*WHAT YOU WILL DO*
1 – Can you reproduce, word for word, the part of the Lua function factories thread that opens with the words containing "I have added" and closes with "as local variables."?
2 – Would you carry on the forum thread about Lua function factories and iterators from the point where it stops?

* Function Factories and Iterators (advanced Lua)

For users to report plugin bugs and request plugin enhancements; and for authors to test new/new versions of plugins, and to discuss plugin development (in the Programming Technicalities sub-forum). If you want advice on choosing or using a plugin, please ask in General Usage or an appropriate sub-forum.
Post Reply
User avatar
Jane
Site Admin
Posts: 8441
Joined: 01 Nov 2002 15:00
Family Historian: V7
Location: Somerset, England
Contact:

Function Factories and Iterators (advanced Lua)

Post by Jane » 19 Oct 2012 17:05

I have been experimenting with writing my own iterators and function factories.

I have added a couple of iterators to the Code Snippets.

This afternoon I took a look at Mikes Soundex routine and tried a little experiment, using a Function factory to return a function at the same time as setting up it's parameters as local variables.

I suspect it's slightly quicker than the other version, but also has the advantage of being self contained with no global variables.

Any thoughts?

Code: Select all

--[[
@Title:      Soundex Calculator
@Author:   Jane Taubman
@Version:   1.0
@LastUpdated:   October 2012
@Description:   Function to Convert any Name to Soundex as per http://en.wikipedia.org/wiki/Soundex
      and http://creativyst.com/Doc/Articles/SoundEx1/SoundEx1.htm#SoundExAndCensus
]]


function newSoundEx()
    local TblSoundex = {} -- Soundex dictionary of previously coded Names & Places
    
    local TblCodeNum = { -- Soundex code number table
        A=0,E=0,I=0,O=0,U=0,Y=0, -- H=0,W=0, -- H & W are ignored
        B=1,F=1,P=1,V=1,
        C=2,G=2,J=2,K=2,Q=2,S=2,X=2,Z=2,
        D=3,T=3,
        L=4,
        M=5,N=5,
        R=6
    }
    return function (strAnyName)

*ENTRIES SUPPLIED*
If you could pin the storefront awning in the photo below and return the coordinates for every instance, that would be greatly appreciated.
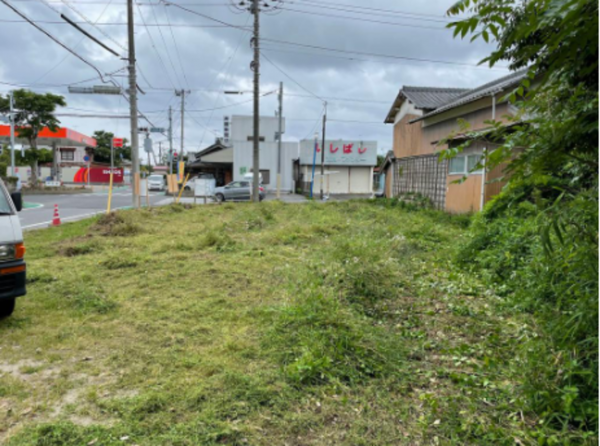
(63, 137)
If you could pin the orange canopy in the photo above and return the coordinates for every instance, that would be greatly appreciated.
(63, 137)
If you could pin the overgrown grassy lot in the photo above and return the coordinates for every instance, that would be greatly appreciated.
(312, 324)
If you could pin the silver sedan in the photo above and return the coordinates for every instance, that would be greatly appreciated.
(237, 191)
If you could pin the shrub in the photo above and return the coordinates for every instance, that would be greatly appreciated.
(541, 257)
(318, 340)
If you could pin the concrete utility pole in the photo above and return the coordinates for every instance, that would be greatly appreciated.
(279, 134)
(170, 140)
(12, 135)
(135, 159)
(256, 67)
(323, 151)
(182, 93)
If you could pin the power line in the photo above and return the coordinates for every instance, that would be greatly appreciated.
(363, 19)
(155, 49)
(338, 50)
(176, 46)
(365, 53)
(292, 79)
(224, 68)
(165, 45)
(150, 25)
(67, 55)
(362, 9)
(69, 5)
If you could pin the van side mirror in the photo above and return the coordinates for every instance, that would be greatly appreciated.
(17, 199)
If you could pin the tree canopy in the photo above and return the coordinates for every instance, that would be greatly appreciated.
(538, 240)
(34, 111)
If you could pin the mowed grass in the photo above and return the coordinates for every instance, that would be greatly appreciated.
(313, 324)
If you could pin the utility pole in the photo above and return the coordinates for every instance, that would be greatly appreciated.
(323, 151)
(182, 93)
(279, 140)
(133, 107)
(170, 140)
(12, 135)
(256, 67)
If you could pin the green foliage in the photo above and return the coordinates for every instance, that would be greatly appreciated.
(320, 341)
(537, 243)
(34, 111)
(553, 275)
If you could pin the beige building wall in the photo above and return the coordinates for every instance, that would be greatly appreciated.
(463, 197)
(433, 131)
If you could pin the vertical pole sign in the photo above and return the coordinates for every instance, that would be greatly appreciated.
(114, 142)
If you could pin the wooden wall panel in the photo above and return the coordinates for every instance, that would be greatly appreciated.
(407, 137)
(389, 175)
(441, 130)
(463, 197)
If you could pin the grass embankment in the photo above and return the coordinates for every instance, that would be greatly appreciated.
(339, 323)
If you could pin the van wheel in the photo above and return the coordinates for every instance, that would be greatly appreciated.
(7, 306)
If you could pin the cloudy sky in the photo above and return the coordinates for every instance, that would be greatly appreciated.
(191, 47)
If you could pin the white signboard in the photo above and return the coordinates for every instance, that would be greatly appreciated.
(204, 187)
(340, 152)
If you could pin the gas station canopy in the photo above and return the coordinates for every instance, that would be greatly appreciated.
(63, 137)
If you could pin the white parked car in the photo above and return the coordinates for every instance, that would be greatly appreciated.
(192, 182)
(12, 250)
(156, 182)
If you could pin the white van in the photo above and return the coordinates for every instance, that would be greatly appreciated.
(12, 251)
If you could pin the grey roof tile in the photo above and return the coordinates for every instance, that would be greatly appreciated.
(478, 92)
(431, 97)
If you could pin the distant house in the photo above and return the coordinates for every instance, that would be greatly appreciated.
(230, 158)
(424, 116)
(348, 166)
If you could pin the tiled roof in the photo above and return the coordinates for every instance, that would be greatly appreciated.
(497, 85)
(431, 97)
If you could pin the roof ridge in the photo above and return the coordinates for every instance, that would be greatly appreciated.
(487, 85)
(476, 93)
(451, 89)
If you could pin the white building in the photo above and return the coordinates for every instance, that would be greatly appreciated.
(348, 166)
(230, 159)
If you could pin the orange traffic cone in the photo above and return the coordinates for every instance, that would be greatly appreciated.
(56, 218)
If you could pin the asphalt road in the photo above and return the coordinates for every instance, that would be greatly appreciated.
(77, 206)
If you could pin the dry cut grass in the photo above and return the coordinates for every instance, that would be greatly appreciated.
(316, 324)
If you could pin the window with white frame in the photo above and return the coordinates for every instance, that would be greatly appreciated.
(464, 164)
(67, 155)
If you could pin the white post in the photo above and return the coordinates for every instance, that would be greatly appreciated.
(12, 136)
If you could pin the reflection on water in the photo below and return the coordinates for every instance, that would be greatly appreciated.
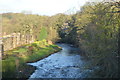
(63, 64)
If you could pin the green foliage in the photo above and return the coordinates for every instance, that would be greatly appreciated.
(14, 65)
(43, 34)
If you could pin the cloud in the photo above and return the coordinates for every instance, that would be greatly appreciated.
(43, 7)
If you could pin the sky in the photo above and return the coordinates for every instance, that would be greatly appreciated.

*EXPECTED RESPONSES*
1 –
I have added a couple of iterators to the Code Snippets.

This afternoon I took a look at Mikes Soundex routine and tried a little experiment, using a Function factory to return a function at the same time as setting up it's parameters as local variables.

2 –
        strAnyName = string.upper(strAnyName:gsub('[^%a]','')) -- Make name upper case letters only
        if strAnyName == '' then return 'Z000' end
        local strSoundex = TblSoundex[strAnyName] -- If already coded then return previous Soundex code
        if strSoundex then return strSoundex end
        local strSoundex = string.sub(strAnyName,1,1) -- Soundex starts with initial letter
        local tblCodeNum = TblCodeNum -- Local reference to Global table is faster
        local strLastNum = tblCodeNum[strSoundex] -- Set initial Soundex code number
        for i = 2, string.len(strAnyName) do
            local strCodeNum = tblCodeNum[string.sub(strAnyName,i,i)] -- Step through Soundex code of each subsequent letter
            if strCodeNum then
                if strCodeNum > 0 and strCodeNum ~= strLastNum then -- Not a vowel nor same as Soundex preceeding code
                    strSoundex = strSoundex..strCodeNum -- So append Soundex code until 4 chars long
                    if string.len(strSoundex) == 4 then
                        TblSoundex[strAnyName] = strSoundex -- Save code for future quick lookup
                        return strSoundex
                    end
                end
                strLastNum = strCodeNum -- Save as Soundex preceeding code, unless H or W
            end
        end
        strSoundex = string.sub(strSoundex..'0000',1,4) -- Pad code with zeroes to 4 chars long
        TblSoundex[strAnyName] = strSoundex -- Save code for future quick lookup
        return strSoundex
    end -- function StrSoundex
end -- function newSoundEx



local strSoundex = newSoundEx()  -- Create strSoundex Function.
print(os.clock())
for i = 1,10000 do
        for _,v in ipairs({'Mullins','Smith','Jones','Smith'}) do
        local s = (strSoundex(v))
    end
end
print(os.clock())
ID:6538
Jane
My Family History : My Photography "Knowledge is knowing that a tomato is a fruit. Wisdom is not putting it in a fruit salad."

User avatar
tatewise
Megastar
Posts: 27079
Joined: 25 May 2010 11:00
Family Historian: V7
Location: Torbay, Devon, UK
Contact:

Function Factories and Iterators (advanced Lua)

Post by tatewise » 19 Oct 2012 20:04

I am not sure I understand quite how it works, but it does very well, and here are my initial comments.

(1) Passing the input parameter using (strSoundex(v)) looks slightly unusual.

(2) local TblSoundex = { } used to be global, because its contents must be preserved between function calls, and this new technique achieves that somehow with a local!

(3) local TblSoundex = { } used to be global to allow it to be saved in & loaded from a Plugin data file between Plugin runs, but this benefit was marginal, and this new technique benefits even less.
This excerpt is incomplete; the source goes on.